> _Instrucciones y requisitos_: Transcribe sin ningún cambio las líneas de los registros que empiezan con la que contiene "point_to(query) identifies every instance of the beach sand" y siguen hasta la que contiene "x=102, y=180", ambas incluidas.

Extracto de un conjunto de datos
**********

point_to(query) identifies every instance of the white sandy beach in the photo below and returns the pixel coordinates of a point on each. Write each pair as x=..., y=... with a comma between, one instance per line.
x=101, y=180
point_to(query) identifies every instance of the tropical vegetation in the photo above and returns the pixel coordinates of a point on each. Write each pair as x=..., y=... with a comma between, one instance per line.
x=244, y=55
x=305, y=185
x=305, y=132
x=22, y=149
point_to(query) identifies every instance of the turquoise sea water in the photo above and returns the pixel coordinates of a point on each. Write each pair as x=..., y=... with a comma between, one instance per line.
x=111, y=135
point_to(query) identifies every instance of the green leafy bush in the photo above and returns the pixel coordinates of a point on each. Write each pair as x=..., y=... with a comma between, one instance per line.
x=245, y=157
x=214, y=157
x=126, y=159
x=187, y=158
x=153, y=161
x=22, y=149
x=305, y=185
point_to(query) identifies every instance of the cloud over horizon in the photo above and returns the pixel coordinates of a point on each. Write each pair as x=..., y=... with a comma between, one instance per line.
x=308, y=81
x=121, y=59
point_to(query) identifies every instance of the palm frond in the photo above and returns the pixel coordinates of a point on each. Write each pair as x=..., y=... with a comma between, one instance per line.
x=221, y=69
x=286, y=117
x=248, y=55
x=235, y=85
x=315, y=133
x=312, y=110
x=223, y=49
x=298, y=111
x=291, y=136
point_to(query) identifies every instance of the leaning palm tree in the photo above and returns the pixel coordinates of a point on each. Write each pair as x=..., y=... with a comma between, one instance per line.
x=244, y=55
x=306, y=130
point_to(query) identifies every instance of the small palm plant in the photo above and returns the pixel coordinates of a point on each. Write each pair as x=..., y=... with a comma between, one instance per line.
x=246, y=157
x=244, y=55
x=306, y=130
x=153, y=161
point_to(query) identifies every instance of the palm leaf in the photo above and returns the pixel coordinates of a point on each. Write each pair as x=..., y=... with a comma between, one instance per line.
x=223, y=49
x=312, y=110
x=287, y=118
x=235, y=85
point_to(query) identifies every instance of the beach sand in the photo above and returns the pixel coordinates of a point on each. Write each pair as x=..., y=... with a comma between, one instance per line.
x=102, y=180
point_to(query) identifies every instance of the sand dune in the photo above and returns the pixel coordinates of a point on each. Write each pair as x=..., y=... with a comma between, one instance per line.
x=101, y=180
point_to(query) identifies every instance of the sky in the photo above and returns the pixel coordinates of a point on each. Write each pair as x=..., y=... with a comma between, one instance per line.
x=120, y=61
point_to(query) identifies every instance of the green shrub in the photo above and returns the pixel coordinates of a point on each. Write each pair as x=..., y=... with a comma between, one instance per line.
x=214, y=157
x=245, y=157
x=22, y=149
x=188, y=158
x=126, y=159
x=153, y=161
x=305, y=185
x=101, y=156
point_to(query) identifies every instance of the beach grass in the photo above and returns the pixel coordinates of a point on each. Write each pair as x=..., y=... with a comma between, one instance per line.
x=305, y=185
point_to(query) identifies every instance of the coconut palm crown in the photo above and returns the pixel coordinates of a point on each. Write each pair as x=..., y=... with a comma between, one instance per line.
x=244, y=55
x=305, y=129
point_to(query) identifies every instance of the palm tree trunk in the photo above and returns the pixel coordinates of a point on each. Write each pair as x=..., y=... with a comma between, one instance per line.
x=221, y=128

**********

> _Resultado del ejercicio_:
point_to(query) identifies every instance of the beach sand in the photo above and returns the pixel coordinates of a point on each. Write each pair as x=..., y=... with a comma between, one instance per line.
x=102, y=180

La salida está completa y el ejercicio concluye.